- [Exercise requirements]: Copy the line with "308L629 320H640L644 315L642" and all lines following it through the last line of the entries, exactly as written.

- [Records shown]:
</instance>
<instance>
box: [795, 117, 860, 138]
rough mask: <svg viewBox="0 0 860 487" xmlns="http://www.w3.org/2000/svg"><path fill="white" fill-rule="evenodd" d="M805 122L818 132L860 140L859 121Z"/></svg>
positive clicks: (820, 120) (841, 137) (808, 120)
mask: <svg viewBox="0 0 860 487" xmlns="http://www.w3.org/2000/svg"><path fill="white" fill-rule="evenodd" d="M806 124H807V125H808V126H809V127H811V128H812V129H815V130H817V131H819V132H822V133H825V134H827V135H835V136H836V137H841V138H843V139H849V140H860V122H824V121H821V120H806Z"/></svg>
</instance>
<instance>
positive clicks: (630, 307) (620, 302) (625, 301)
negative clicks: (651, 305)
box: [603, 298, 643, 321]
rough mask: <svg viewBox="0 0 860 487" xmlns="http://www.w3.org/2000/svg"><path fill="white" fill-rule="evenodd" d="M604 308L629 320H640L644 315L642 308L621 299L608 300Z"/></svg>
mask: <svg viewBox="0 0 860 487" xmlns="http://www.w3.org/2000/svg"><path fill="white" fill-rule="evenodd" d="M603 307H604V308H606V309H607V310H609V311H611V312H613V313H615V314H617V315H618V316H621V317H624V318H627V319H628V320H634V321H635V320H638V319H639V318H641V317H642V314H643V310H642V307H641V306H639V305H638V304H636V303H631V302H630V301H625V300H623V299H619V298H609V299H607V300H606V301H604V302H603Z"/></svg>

- [Answer space]:
rough mask: <svg viewBox="0 0 860 487" xmlns="http://www.w3.org/2000/svg"><path fill="white" fill-rule="evenodd" d="M604 308L629 320H640L644 315L642 308L621 299L608 300Z"/></svg>
mask: <svg viewBox="0 0 860 487" xmlns="http://www.w3.org/2000/svg"><path fill="white" fill-rule="evenodd" d="M603 307H604V308H606V309H607V310H609V311H611V312H613V313H615V314H617V315H618V316H621V317H624V318H627V319H628V320H634V321H635V320H638V319H639V318H641V317H642V314H643V310H642V307H641V306H639V305H638V304H636V303H631V302H630V301H625V300H623V299H619V298H609V299H607V300H606V301H604V302H603Z"/></svg>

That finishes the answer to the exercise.